**GIVEN REQUEST:** Write each of the rows below as one string in a JSON list, keeping their order and leaving out blank lines.

**INPUT ROWS:**
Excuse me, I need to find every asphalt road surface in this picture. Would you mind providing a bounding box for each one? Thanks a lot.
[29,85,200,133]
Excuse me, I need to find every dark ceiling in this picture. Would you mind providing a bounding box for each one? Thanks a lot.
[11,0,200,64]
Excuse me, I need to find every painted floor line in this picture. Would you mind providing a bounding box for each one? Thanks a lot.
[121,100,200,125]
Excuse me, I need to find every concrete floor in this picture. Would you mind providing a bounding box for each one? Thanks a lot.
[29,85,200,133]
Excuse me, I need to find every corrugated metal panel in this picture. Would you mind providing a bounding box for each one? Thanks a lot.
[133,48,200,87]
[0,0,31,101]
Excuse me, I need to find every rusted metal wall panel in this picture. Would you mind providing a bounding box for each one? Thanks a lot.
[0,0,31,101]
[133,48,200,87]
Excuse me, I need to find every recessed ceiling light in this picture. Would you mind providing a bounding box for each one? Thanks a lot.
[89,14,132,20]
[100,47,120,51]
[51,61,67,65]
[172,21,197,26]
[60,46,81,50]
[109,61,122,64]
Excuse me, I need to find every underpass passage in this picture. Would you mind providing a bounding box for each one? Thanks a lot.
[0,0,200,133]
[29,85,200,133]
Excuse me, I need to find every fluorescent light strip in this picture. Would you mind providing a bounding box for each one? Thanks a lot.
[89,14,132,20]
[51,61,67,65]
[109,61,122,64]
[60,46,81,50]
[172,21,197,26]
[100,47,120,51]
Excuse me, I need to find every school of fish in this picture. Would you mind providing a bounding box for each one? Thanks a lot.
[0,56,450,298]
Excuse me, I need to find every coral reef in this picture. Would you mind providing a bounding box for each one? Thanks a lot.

**RIGHT ANSWER:**
[
  "Excuse me, I need to find every asphalt road surface in this picture. Would you mind providing a bounding box for each one? Thanks a lot.",
  "[29,85,200,133]",
  "Excuse me, I need to find every dark ceiling in this picture. Would you mind providing a bounding box for each one? Thanks a lot.",
  "[11,0,200,64]",
  "Excuse me, I need to find every painted floor line in this picture. Would you mind providing a bounding box for each one? Thanks a lot.",
  "[121,100,200,125]",
  "Excuse me, I need to find every concrete floor in this picture. Would you mind providing a bounding box for each one? Thanks a lot.",
  "[29,85,200,133]",
  "Excuse me, I need to find every corrugated metal panel in this picture. Would you mind providing a bounding box for each one? Thanks a lot.",
  "[133,48,200,87]",
  "[0,0,31,101]",
  "Excuse me, I need to find every rusted metal wall panel in this picture. Would you mind providing a bounding box for each one? Thanks a lot.",
  "[0,0,31,101]",
  "[133,48,200,87]",
  "Excuse me, I need to find every recessed ceiling light in this picture. Would you mind providing a bounding box for each one? Thanks a lot.",
  "[89,14,132,20]",
  "[100,47,120,51]",
  "[51,61,67,65]",
  "[172,21,197,26]",
  "[60,46,81,50]",
  "[109,61,122,64]",
  "Excuse me, I need to find every underpass passage in this picture. Would you mind providing a bounding box for each one? Thanks a lot.",
  "[0,0,200,133]",
  "[29,85,200,133]",
  "Excuse me, I need to find every fluorescent light strip in this picture. Would you mind providing a bounding box for each one? Thanks a lot.",
  "[89,14,132,20]",
  "[51,61,67,65]",
  "[109,61,122,64]",
  "[60,46,81,50]",
  "[172,21,197,26]",
  "[100,47,120,51]",
  "Excuse me, I need to find every school of fish in this picture. Would you mind providing a bounding box for each one? Thanks a lot.",
  "[0,56,450,298]",
  "Excuse me, I need to find every coral reef in this picture. Would you mind providing a bounding box for each one? Thanks a lot."
]